- [WORK ORDER] Start at the line with "Target: player's neck" in the records below, stop at the line with "Target: red sock", and return every line in that span exactly, the two end lines included.

- [DATA PROVIDED]
=-=-=-=-=

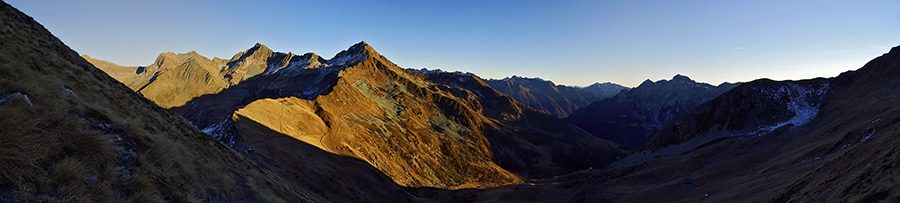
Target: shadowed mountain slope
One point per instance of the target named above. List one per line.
(418, 132)
(633, 116)
(543, 95)
(818, 140)
(70, 133)
(604, 90)
(173, 79)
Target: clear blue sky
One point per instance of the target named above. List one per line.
(568, 42)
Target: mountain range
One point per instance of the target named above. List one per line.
(416, 128)
(633, 116)
(559, 100)
(544, 95)
(278, 127)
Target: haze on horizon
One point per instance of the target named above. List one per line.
(571, 42)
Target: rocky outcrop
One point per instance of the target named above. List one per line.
(559, 100)
(633, 116)
(419, 132)
(173, 79)
(71, 133)
(604, 90)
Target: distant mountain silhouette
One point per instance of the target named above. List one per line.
(543, 95)
(432, 130)
(71, 133)
(633, 116)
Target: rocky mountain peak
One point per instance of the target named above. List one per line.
(355, 54)
(681, 78)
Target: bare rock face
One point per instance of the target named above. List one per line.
(174, 79)
(633, 116)
(544, 95)
(71, 133)
(415, 128)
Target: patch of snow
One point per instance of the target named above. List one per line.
(347, 58)
(868, 136)
(217, 130)
(14, 95)
(311, 90)
(67, 90)
(803, 101)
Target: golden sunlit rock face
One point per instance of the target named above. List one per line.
(378, 113)
(445, 131)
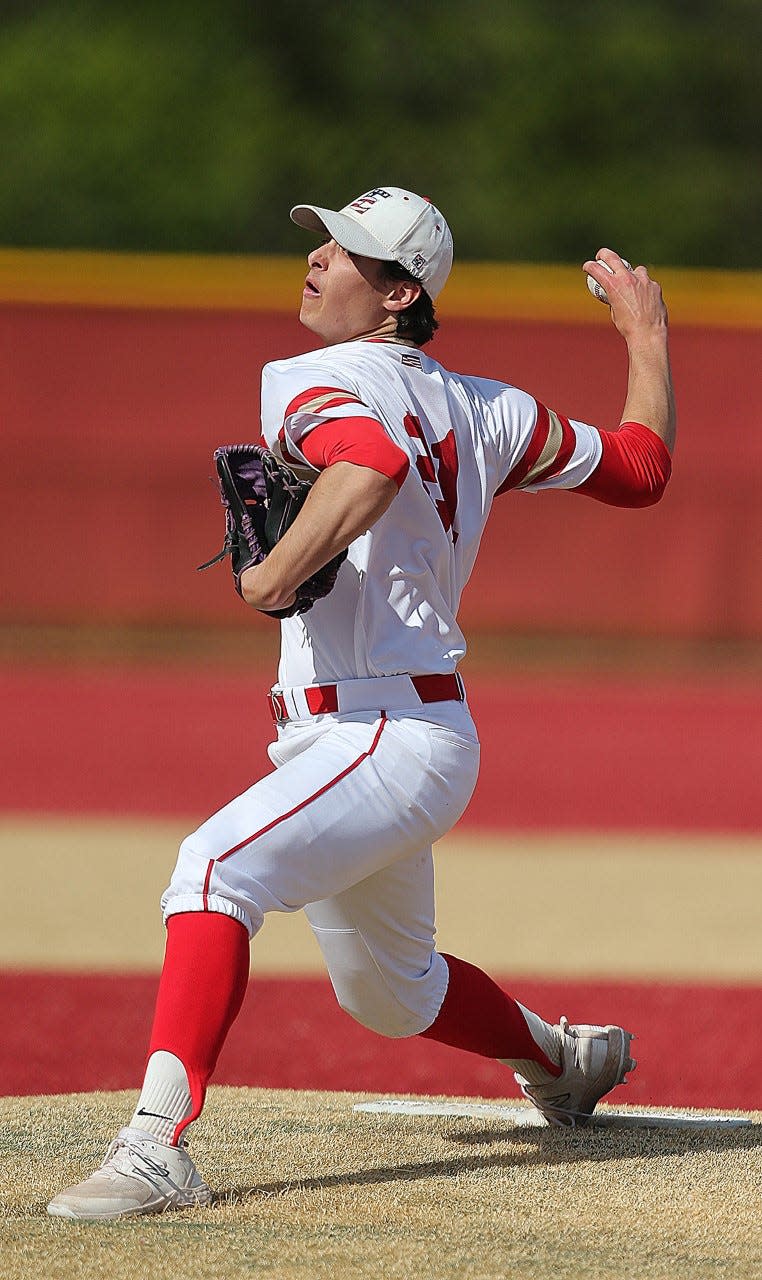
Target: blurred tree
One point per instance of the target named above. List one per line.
(542, 129)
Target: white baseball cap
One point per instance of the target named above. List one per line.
(389, 224)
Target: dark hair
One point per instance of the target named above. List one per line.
(418, 323)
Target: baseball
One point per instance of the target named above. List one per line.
(597, 289)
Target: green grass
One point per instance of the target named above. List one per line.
(310, 1189)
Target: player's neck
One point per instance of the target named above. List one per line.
(386, 332)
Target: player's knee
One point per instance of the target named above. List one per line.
(377, 1010)
(386, 1000)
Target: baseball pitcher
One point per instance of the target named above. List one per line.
(375, 754)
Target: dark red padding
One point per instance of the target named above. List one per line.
(633, 470)
(479, 1016)
(200, 995)
(355, 439)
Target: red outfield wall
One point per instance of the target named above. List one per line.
(110, 416)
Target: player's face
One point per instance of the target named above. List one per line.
(343, 296)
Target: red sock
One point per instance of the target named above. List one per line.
(200, 995)
(479, 1016)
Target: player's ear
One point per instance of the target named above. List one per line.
(401, 295)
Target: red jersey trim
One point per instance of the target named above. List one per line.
(316, 400)
(537, 443)
(361, 440)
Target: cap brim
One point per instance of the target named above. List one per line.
(345, 231)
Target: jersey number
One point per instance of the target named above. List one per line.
(437, 467)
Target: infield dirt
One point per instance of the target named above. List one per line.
(309, 1188)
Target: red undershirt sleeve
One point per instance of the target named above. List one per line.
(634, 467)
(361, 440)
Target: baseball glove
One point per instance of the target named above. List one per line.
(263, 498)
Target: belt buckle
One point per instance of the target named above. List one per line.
(278, 707)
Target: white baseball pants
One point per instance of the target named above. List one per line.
(343, 828)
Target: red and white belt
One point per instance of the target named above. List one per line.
(379, 693)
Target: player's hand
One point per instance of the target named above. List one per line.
(637, 304)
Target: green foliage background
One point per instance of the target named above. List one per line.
(542, 128)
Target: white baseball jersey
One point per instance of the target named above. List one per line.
(395, 604)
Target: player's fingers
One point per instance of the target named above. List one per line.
(611, 260)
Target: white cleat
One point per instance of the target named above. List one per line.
(138, 1175)
(593, 1060)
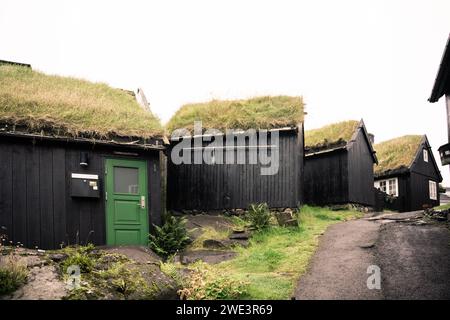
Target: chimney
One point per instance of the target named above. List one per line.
(142, 99)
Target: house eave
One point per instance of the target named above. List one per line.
(62, 139)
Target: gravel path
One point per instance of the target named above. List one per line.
(414, 260)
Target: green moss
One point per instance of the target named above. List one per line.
(396, 153)
(67, 106)
(278, 256)
(12, 277)
(330, 134)
(258, 113)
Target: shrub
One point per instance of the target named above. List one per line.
(12, 276)
(169, 238)
(259, 215)
(206, 283)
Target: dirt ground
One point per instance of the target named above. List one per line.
(413, 256)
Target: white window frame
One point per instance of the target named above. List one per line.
(432, 189)
(425, 155)
(387, 184)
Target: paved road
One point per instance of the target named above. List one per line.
(414, 260)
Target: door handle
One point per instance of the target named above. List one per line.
(142, 202)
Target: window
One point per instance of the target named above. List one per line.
(126, 180)
(393, 187)
(425, 155)
(389, 186)
(433, 190)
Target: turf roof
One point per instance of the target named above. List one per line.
(63, 106)
(266, 112)
(397, 153)
(330, 135)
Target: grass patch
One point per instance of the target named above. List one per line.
(278, 256)
(106, 276)
(330, 134)
(63, 106)
(208, 233)
(396, 153)
(257, 113)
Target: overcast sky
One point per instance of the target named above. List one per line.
(349, 59)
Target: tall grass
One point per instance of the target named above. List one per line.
(396, 153)
(69, 106)
(333, 133)
(257, 113)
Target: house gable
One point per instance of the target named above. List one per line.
(427, 168)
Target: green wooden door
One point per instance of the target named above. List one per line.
(126, 202)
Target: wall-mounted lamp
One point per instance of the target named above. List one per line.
(84, 159)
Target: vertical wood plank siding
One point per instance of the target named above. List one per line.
(341, 176)
(236, 186)
(36, 207)
(326, 178)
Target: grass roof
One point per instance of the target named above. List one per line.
(63, 106)
(331, 134)
(396, 153)
(266, 112)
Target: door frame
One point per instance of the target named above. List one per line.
(109, 163)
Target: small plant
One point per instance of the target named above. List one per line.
(206, 283)
(79, 256)
(170, 238)
(13, 274)
(259, 216)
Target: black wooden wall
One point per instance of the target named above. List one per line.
(35, 203)
(341, 176)
(326, 178)
(233, 186)
(413, 187)
(360, 171)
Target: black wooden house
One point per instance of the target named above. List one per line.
(339, 161)
(408, 173)
(79, 162)
(235, 177)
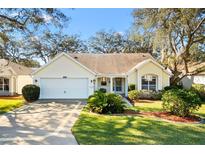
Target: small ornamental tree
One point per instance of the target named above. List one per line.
(180, 102)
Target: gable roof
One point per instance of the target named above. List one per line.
(117, 63)
(17, 68)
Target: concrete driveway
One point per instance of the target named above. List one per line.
(45, 122)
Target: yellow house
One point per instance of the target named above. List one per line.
(13, 77)
(70, 76)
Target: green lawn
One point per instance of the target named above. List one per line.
(8, 104)
(92, 128)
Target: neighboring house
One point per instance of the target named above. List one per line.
(71, 76)
(13, 77)
(194, 79)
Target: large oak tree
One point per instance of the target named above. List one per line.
(178, 36)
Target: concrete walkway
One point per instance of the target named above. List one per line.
(41, 123)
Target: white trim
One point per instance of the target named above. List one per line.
(145, 62)
(111, 75)
(157, 82)
(57, 57)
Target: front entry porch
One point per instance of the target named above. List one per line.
(117, 84)
(7, 85)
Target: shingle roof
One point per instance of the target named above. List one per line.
(110, 63)
(19, 69)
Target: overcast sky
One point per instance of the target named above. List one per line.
(86, 22)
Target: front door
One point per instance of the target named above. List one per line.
(118, 85)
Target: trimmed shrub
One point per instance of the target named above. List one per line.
(97, 102)
(103, 90)
(200, 90)
(153, 95)
(131, 87)
(173, 87)
(114, 103)
(31, 92)
(133, 94)
(103, 103)
(180, 102)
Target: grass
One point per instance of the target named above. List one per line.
(9, 103)
(93, 128)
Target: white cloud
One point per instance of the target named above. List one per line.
(47, 18)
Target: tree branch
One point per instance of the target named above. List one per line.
(198, 26)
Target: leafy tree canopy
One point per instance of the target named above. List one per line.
(178, 37)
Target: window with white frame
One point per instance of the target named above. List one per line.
(4, 84)
(149, 82)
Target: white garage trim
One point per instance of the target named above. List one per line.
(64, 88)
(57, 57)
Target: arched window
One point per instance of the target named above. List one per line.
(149, 82)
(4, 84)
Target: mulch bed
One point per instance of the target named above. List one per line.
(165, 116)
(11, 97)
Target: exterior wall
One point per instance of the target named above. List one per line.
(65, 67)
(21, 81)
(107, 87)
(189, 80)
(132, 78)
(151, 68)
(8, 73)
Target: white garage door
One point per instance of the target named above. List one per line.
(59, 88)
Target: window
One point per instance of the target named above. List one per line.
(118, 84)
(149, 82)
(4, 84)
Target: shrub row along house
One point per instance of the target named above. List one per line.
(76, 76)
(79, 75)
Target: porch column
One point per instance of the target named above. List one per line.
(111, 84)
(96, 84)
(126, 86)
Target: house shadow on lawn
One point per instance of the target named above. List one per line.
(36, 124)
(100, 129)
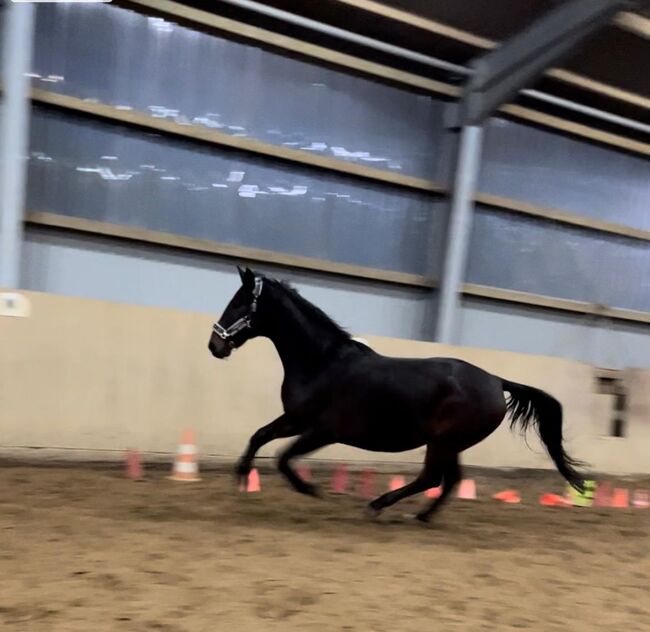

=-=-=-=-=

- [RESULT FOR THIS TASK]
Target: player's neck
One point per instance of the target named above. List one per line.
(386, 332)
Target: player's knee
One point per instance of the target named above. List one per line.
(377, 1010)
(386, 1000)
Target: baseball pitcher
One point per instance of the target named above. List one per line.
(375, 754)
Target: dark red padding
One point per instance of the target named above. List one per line.
(633, 470)
(479, 1016)
(200, 995)
(355, 439)
Target: red outfield wall
One point per instance of the target named above. List one per line.
(110, 416)
Target: player's face
One point per instance of the target named above. List one per line.
(343, 296)
Target: red sock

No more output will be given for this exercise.